GOAL A.
Set down the entire blog post thanking readers for their support, word for word.
-- start of EXCERPTED PASSAGE --
Sparkles & Stretchmarks: A UK Parenting & Pregnancy Blog: Thank You

Sunday, 31 May 2015

Thank You

Today I woke up feeling a bit foolish for being so quick to post my little breakdown so publically yesterday...

But you know when you're in that moment, when everything is right on top of you and you feel that you can't cope and you just don't care who knows about it? 

Well, that's how I felt.

This morning I woke up wishing I'd taken some time to calm down before reacting - and wishing I hadn't allowed everybody to see me so vulnerable.

But then I saw the comments left on my Facebook page - some from readers of this blog and some from people who'd never seen it before.

The private messages to my Blogs facebook page from people who've never met me but know me from here - wanting to offer their support and their kindness.

The emails from people who took the time to seek out my contact address and send me their words of encouragement or their own stories of struggles they have had or still have.

The messages to my personal Facebook page from so many people - some old school friends, some ex work colleagues, some blogging & online friends I've never met in reality but who probably know more about me than most people who have.

The comments left on my blog posts - offering support, advice, and words of kindness.

The tweets sent showing solidarity and outrage at the harshness of trolls.

The Instagram comments of support and friendship.

All of these people - who were kind enough to take time out of their days to contact me in whichever way they could - have shown me that there is FAR more good out there than bad.

I imagined it in my mind as a wall of negativity that was just too high for me to even see over let alone get past - and, as cheesy as I know it sounds!, each comment or message was like a stepping stone - each one taking me higher until I eventually felt that wall wasn't too high to see over anymore, and that maybe I could even get over that wall completely in time.
-- end of EXCERPTED PASSAGE --
-- start of RECORD LIST --
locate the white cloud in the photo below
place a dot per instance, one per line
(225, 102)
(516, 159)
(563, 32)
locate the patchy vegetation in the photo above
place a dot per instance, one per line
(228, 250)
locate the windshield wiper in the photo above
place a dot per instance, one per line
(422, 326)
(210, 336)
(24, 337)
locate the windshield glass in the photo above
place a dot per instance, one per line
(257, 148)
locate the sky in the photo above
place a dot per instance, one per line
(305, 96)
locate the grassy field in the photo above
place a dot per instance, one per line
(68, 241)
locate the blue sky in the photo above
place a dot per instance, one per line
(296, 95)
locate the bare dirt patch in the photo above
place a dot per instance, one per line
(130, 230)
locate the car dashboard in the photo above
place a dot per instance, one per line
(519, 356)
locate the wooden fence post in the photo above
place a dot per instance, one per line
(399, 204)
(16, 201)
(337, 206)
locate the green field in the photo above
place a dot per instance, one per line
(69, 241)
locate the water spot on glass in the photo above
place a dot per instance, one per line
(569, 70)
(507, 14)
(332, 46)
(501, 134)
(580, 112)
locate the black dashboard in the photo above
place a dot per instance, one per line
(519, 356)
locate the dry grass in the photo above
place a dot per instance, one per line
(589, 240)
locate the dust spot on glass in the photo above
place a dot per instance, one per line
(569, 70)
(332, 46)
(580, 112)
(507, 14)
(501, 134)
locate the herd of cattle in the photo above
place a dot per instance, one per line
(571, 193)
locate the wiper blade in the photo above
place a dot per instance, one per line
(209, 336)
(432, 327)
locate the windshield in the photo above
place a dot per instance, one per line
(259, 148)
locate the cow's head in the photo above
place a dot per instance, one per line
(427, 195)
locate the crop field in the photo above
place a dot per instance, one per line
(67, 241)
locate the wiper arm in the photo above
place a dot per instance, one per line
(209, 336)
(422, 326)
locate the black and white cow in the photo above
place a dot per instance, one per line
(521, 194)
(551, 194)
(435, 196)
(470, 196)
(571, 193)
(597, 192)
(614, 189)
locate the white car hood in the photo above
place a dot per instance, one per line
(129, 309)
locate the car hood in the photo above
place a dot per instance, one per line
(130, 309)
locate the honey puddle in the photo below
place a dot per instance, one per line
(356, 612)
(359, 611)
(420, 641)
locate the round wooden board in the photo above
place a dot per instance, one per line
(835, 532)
-- end of RECORD LIST --
GOAL B.
Please extract the part of the records that opens with the line containing "locate the wiper blade in the photo above" and runs through the end of the records, copying it verbatim.

FULL SOLUTION A.
Sparkles & Stretchmarks: A UK Parenting & Pregnancy Blog: Thank You

Sunday, 31 May 2015

Thank You

Today I woke up feeling a bit foolish for being so quick to post my little breakdown so publically yesterday...

But you know when you're in that moment, when everything is right on top of you and you feel that you can't cope and you just don't care who knows about it? 

Well, that's how I felt.

This morning I woke up wishing I'd taken some time to calm down before reacting - and wishing I hadn't allowed everybody to see me so vulnerable.

But then I saw the comments left on my Facebook page - some from readers of this blog and some from people who'd never seen it before.

The private messages to my Blogs facebook page from people who've never met me but know me from here - wanting to offer their support and their kindness.

The emails from people who took the time to seek out my contact address and send me their words of encouragement or their own stories of struggles they have had or still have.

The messages to my personal Facebook page from so many people - some old school friends, some ex work colleagues, some blogging & online friends I've never met in reality but who probably know more about me than most people who have.

The comments left on my blog posts - offering support, advice, and words of kindness.

The tweets sent showing solidarity and outrage at the harshness of trolls.

The Instagram comments of support and friendship.

All of these people - who were kind enough to take time out of their days to contact me in whichever way they could - have shown me that there is FAR more good out there than bad.

I imagined it in my mind as a wall of negativity that was just too high for me to even see over let alone get past - and, as cheesy as I know it sounds!, each comment or message was like a stepping stone - each one taking me higher until I eventually felt that wall wasn't too high to see over anymore, and that maybe I could even get over that wall completely in time.

FULL SOLUTION B.
locate the wiper blade in the photo above
place a dot per instance, one per line
(209, 336)
(432, 327)
locate the windshield in the photo above
place a dot per instance, one per line
(259, 148)
locate the cow's head in the photo above
place a dot per instance, one per line
(427, 195)
locate the crop field in the photo above
place a dot per instance, one per line
(67, 241)
locate the wiper arm in the photo above
place a dot per instance, one per line
(209, 336)
(422, 326)
locate the black and white cow in the photo above
place a dot per instance, one per line
(521, 194)
(551, 194)
(435, 196)
(470, 196)
(571, 193)
(597, 192)
(614, 189)
locate the white car hood in the photo above
place a dot per instance, one per line
(129, 309)
locate the car hood in the photo above
place a dot per instance, one per line
(130, 309)
locate the honey puddle in the photo below
place a dot per instance, one per line
(356, 612)
(359, 611)
(420, 641)
locate the round wooden board in the photo above
place a dot per instance, one per line
(835, 532)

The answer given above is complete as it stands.